# Compito
Riscrivi le voci dall'inizio fino alla riga con "box: [407, 107, 460, 140]" compresa, sostituendo "positive clicks" con "positive points" e lasciando invariato tutto il resto. Ometti le immagini.

# Elenco dati
********************

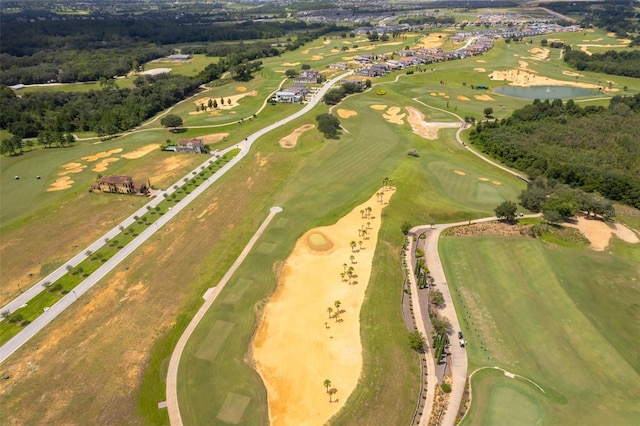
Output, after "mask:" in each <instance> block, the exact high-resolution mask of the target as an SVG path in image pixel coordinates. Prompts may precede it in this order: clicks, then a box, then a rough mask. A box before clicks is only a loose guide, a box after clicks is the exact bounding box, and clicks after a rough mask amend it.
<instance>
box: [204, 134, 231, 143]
mask: <svg viewBox="0 0 640 426" xmlns="http://www.w3.org/2000/svg"><path fill="white" fill-rule="evenodd" d="M227 136H229V133H212V134H210V135H205V136H198V138H200V139H202V140H203V142H204V143H206V144H207V145H208V144H210V143H216V142H220V141H221V140H223V139H224V138H226V137H227Z"/></svg>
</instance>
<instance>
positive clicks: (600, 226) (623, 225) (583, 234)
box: [563, 217, 640, 251]
mask: <svg viewBox="0 0 640 426" xmlns="http://www.w3.org/2000/svg"><path fill="white" fill-rule="evenodd" d="M563 225H565V226H569V227H572V228H577V229H578V230H579V231H580V232H581V233H582V234H583V235H584V236H585V237H587V239H588V240H589V242H590V243H591V248H592V249H594V250H597V251H602V250H604V249H605V248H607V246H609V241H610V240H611V237H612V236H613V234H616V236H617V237H618V238H620V239H621V240H623V241H626V242H628V243H632V244H637V243H638V242H640V239H638V235H636V234H635V233H634V232H633V231H632V230H630V229H629V228H627V227H626V226H624V225H622V224H620V223H616V224H615V226H614V227H611V226H609V225H608V224H607V223H605V222H603V221H602V220H597V219H586V218H584V217H578V219H577V221H576V223H564V224H563Z"/></svg>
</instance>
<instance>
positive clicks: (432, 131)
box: [407, 107, 460, 140]
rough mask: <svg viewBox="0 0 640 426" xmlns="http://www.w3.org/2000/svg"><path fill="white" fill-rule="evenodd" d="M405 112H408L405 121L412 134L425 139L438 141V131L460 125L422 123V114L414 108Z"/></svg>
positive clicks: (433, 123)
mask: <svg viewBox="0 0 640 426" xmlns="http://www.w3.org/2000/svg"><path fill="white" fill-rule="evenodd" d="M407 111H409V116H408V117H407V121H408V122H409V124H410V125H411V129H412V130H413V133H415V134H416V135H418V136H422V137H423V138H425V139H430V140H436V139H438V130H440V129H443V128H451V127H454V128H458V127H460V123H427V122H426V121H424V114H423V113H422V112H420V111H419V110H417V109H416V108H413V107H407Z"/></svg>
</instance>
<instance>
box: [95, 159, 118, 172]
mask: <svg viewBox="0 0 640 426" xmlns="http://www.w3.org/2000/svg"><path fill="white" fill-rule="evenodd" d="M118 160H119V158H105V159H104V160H102V161H101V162H99V163H96V166H95V167H94V168H93V169H91V171H93V172H98V173H101V172H105V171H107V169H108V168H109V163H113V162H114V161H118Z"/></svg>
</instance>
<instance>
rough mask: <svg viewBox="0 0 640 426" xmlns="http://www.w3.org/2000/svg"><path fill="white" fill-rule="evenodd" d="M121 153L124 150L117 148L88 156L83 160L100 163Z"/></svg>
mask: <svg viewBox="0 0 640 426" xmlns="http://www.w3.org/2000/svg"><path fill="white" fill-rule="evenodd" d="M119 152H122V148H116V149H112V150H109V151H102V152H99V153H97V154H93V155H88V156H86V157H82V158H81V160H84V161H87V162H89V163H91V162H93V161H98V160H99V159H101V158H106V157H110V156H111V155H112V154H117V153H119Z"/></svg>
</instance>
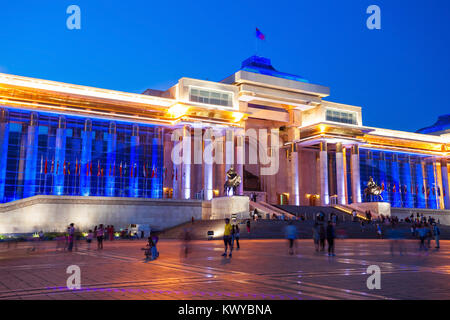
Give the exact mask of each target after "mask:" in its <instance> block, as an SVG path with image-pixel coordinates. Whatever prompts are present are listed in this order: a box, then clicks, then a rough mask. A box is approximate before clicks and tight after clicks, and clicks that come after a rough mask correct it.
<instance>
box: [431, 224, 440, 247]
mask: <svg viewBox="0 0 450 320" xmlns="http://www.w3.org/2000/svg"><path fill="white" fill-rule="evenodd" d="M433 234H434V241H435V242H436V249H439V248H440V246H439V238H440V235H441V230H440V229H439V227H438V226H437V224H436V222H435V223H433Z"/></svg>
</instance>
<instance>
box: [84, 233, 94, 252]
mask: <svg viewBox="0 0 450 320" xmlns="http://www.w3.org/2000/svg"><path fill="white" fill-rule="evenodd" d="M92 239H94V232H93V231H92V230H89V231H88V236H87V238H86V242H87V244H88V250H91V243H92Z"/></svg>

********************

# Risposta
Output, after "mask:" in each <instance> block, the exact high-resolution mask of the target as an SVG path in image pixel coordinates. Prompts may precede it in this order: clicks, then a box, then a rough mask. A box before clicks is only a loose guide, a box after clicks is the exact bounding box, and clicks after a rough mask amend it.
<instance>
box: [204, 134, 231, 143]
mask: <svg viewBox="0 0 640 426" xmlns="http://www.w3.org/2000/svg"><path fill="white" fill-rule="evenodd" d="M227 136H229V133H212V134H210V135H205V136H198V138H200V139H202V140H203V142H204V143H206V144H207V145H208V144H210V143H216V142H220V141H221V140H223V139H224V138H226V137H227Z"/></svg>
</instance>
<instance>
positive points: (600, 226) (623, 225) (583, 234)
box: [563, 217, 640, 251]
mask: <svg viewBox="0 0 640 426" xmlns="http://www.w3.org/2000/svg"><path fill="white" fill-rule="evenodd" d="M563 225H565V226H569V227H572V228H577V229H578V230H579V231H580V232H581V233H582V234H583V235H584V236H585V237H587V239H588V240H589V242H590V243H591V248H592V249H594V250H597V251H602V250H604V249H605V248H607V246H609V241H610V240H611V237H612V236H613V234H616V236H617V237H618V238H620V239H621V240H623V241H626V242H628V243H632V244H637V243H638V242H640V239H638V235H636V234H635V233H634V232H633V231H632V230H630V229H629V228H627V227H626V226H624V225H622V224H620V223H616V224H615V226H614V227H611V226H609V225H608V224H607V223H605V222H603V221H602V220H597V219H586V218H584V217H578V219H577V221H576V223H564V224H563Z"/></svg>
</instance>
<instance>
positive points: (432, 131)
box: [407, 107, 460, 140]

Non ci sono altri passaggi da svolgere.